Stated problem: Copy out all of the rows below word for word, leaving out the pictures.

Data section:
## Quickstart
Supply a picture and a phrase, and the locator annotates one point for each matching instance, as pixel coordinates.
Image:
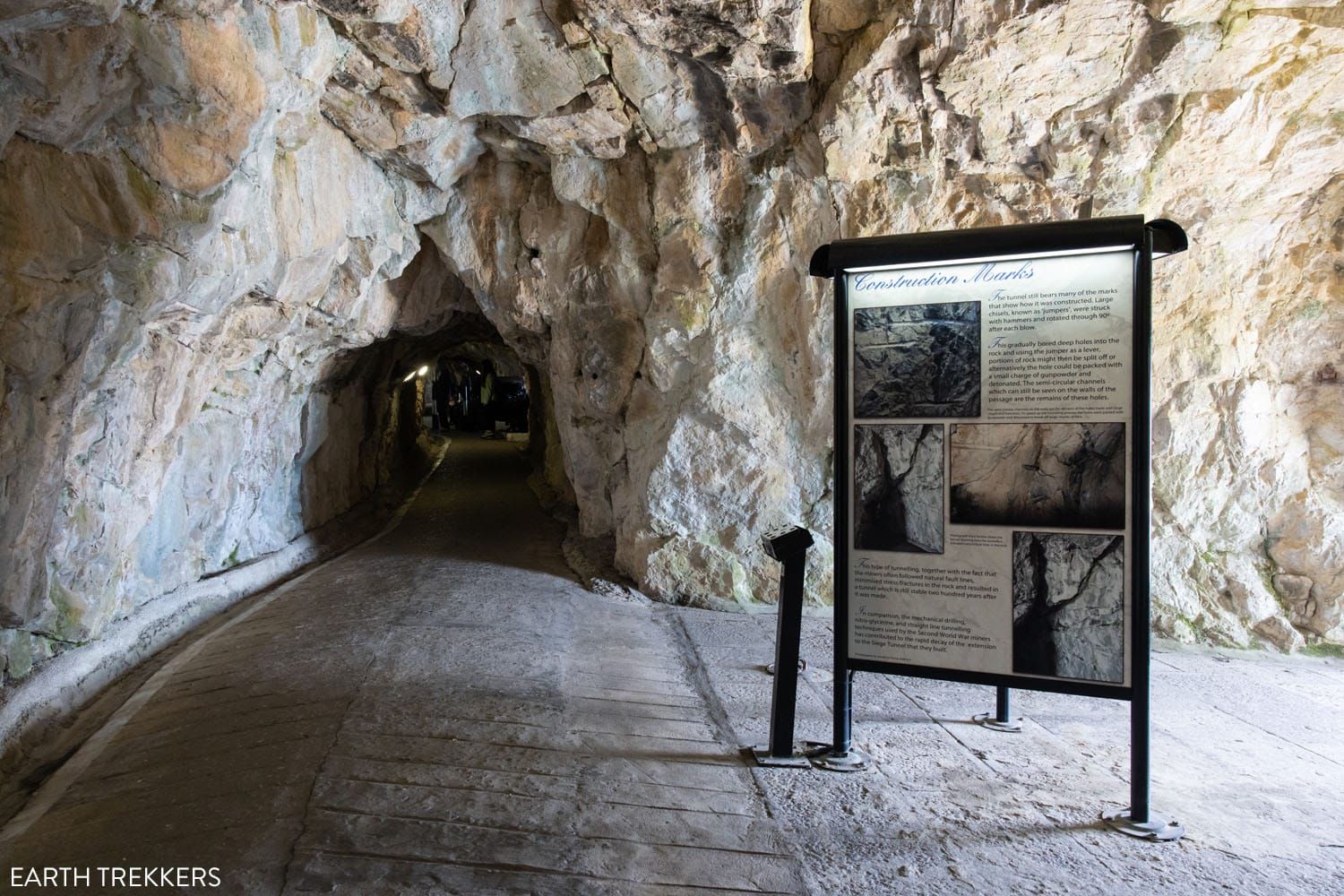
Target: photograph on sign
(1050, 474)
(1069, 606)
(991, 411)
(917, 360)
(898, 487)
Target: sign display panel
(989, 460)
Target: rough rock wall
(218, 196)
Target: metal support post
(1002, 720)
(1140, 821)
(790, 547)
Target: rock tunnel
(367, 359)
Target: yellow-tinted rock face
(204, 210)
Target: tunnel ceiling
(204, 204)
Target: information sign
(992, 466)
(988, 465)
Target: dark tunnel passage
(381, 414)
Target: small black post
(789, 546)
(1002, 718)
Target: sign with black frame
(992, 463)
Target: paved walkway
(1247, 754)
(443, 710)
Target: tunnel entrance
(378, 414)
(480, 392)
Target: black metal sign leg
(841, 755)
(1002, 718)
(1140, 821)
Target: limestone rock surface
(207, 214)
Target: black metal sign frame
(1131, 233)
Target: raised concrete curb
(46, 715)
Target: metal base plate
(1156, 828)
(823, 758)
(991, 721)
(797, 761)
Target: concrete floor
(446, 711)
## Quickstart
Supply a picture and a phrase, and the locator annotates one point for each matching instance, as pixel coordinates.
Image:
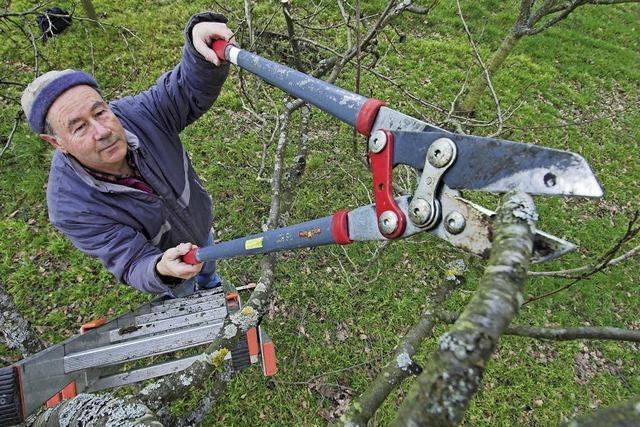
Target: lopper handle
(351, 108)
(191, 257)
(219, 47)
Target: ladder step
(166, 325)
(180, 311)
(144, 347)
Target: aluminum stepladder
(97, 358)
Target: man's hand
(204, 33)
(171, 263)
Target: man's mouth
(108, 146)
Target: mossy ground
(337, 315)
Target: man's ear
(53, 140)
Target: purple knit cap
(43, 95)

Answer to this task:
## Quickstart
Supply a picture and a phrase, and the locator annotates one point for each matching instance, as pixel coordinates.
Image:
Target: photograph on sign
(1050, 474)
(1069, 606)
(991, 411)
(917, 360)
(898, 487)
Target: sign display panel
(989, 460)
Target: rough rock wall
(218, 196)
Target: metal support post
(1002, 720)
(1140, 821)
(790, 547)
Target: rock tunnel
(367, 359)
Target: yellow-tinted rock face
(204, 210)
Target: tunnel ceiling
(204, 204)
Target: information sign
(992, 466)
(988, 465)
Target: dark tunnel passage
(381, 414)
Target: small black post
(789, 546)
(1002, 718)
Target: sign with black frame
(992, 463)
Target: paved walkway
(1247, 754)
(443, 710)
Target: tunnel entrance
(378, 414)
(480, 392)
Target: black metal sign leg
(841, 755)
(1002, 718)
(1140, 821)
Target: limestone rock surface
(207, 214)
Target: black metal sign frame
(1131, 233)
Target: raised concrete curb
(46, 715)
Target: metal base plate
(1156, 828)
(823, 758)
(991, 721)
(797, 761)
Target: concrete floor
(446, 711)
## Quickstart
Supply a picture and a phrase, and the locator annotates one point for each matching instance, as pixel coordinates.
Image:
Target: lopper handle
(351, 108)
(191, 257)
(219, 47)
Target: ladder step
(166, 325)
(180, 311)
(144, 347)
Target: aluminum stepladder
(97, 358)
Target: man's hand
(204, 33)
(171, 263)
Target: man's mouth
(108, 146)
Target: mossy ground
(337, 315)
Target: man's ear
(53, 140)
Target: purple knit cap
(43, 95)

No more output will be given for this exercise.